#### [Given instruction 1]
Name every type of fabric mentioned in the passage about ballet clothes below.

----- Passage to read

I bought the leotard online, such a pretty leotard! And, wised up by the too-small black one, I made sure the one I bought actually fitted me. But the colour is a bit unusual and I didn’t have much that ‘worked’ with it. Again I went to Spotlight and auditioned many fabrics. This charmeuse won hands down. So pretty!  When you’re the ballet student in a traditional ballet school like where I do class, (not teach) skirts are supposed to be a bit translucent, like a georgette or a heavy chiffon, but since this was for teaching in my own school with my own rules, a solid fabric was fine ;-P

I had this idea I wanted to do some ballet photography. Couldn’t find a ballet dancer who wanted to be the subject so I used myself. I only have my phone camera which has this stupidly crazily frustratingly long focus time before it takes the photo. This is me discovering how hard it is to hold a perfectly still fifth position releve en pointe. It actually requires tiny little adjustments to not fall over, which blur the photo, or end up with you looking like you have lousy technique. Eh. Wotevs. I had fun trying!

I have also become the proud owner of my very own orange ballet skirt, sadly un-photographed. The photo below is of me wearing one of my school (Where I go for lessons, not teaching!) skirts. That’s the black leotard before I refashioned it. Nice, but too tight lengthways. Makes port de bra (ie waving the arms round prettily) difficult. I forgot to take my own chiffon skirt to class on day. The teacher found this skirt for me in the props cupboard. What a glorious orange! So I went to Spotlight and found (almost) the same colour and made a nice little orange wrap skirt of my own. Nice!

----------
----- Provided entries

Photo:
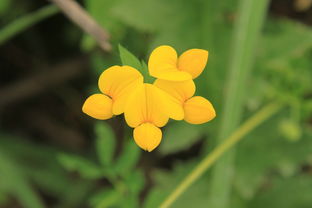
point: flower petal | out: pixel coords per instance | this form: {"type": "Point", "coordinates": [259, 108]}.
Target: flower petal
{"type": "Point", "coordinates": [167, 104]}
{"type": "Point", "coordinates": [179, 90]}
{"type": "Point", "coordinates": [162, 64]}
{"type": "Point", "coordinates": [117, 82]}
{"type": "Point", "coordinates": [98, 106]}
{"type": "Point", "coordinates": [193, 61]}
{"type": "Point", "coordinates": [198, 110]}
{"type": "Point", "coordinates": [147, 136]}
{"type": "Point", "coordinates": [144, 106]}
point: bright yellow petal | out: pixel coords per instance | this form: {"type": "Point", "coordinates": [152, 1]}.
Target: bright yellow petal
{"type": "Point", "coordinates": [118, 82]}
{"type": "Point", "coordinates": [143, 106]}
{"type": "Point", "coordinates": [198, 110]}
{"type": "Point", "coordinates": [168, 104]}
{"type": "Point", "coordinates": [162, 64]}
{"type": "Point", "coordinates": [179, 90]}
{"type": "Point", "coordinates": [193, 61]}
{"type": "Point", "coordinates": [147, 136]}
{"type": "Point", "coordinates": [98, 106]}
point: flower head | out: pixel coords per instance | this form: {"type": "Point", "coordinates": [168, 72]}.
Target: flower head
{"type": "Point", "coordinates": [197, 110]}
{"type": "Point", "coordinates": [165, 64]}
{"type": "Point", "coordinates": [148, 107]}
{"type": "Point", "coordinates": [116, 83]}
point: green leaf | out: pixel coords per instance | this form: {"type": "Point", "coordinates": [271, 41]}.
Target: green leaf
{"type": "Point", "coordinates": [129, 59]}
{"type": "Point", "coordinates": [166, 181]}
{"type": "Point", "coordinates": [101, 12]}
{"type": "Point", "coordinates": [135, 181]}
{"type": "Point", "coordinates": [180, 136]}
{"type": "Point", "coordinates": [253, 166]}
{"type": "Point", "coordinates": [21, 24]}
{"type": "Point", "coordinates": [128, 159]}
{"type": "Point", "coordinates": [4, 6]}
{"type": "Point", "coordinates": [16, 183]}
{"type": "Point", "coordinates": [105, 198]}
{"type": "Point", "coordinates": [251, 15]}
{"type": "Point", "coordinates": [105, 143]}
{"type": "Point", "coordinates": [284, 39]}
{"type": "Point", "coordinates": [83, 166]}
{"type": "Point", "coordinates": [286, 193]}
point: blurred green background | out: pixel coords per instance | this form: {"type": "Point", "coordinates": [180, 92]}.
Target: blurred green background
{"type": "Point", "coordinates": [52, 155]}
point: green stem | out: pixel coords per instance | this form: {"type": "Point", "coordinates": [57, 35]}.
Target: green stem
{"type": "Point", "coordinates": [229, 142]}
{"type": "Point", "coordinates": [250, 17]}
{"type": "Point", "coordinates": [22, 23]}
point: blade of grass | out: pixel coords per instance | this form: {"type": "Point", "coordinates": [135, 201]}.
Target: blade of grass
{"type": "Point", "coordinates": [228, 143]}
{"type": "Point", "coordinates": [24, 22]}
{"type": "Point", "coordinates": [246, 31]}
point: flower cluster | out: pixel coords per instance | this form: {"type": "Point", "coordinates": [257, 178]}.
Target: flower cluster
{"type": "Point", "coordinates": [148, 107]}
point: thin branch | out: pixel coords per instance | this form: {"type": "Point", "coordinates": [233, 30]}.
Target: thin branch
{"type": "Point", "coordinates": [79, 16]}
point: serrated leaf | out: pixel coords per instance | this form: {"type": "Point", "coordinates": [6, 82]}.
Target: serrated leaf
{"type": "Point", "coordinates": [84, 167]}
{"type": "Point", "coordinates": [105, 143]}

----------

#### [Given instruction 2]
Transcribe the records verbatim, from the line containing "point: thin branch" through the end of the records.

#### [Correct answer 1]
Charmeuse, georgette, chiffon

#### [Correct answer 2]
point: thin branch | out: pixel coords per instance | this form: {"type": "Point", "coordinates": [233, 30]}.
Target: thin branch
{"type": "Point", "coordinates": [79, 16]}
point: serrated leaf | out: pixel coords per instance | this form: {"type": "Point", "coordinates": [6, 82]}.
Target: serrated leaf
{"type": "Point", "coordinates": [84, 167]}
{"type": "Point", "coordinates": [105, 143]}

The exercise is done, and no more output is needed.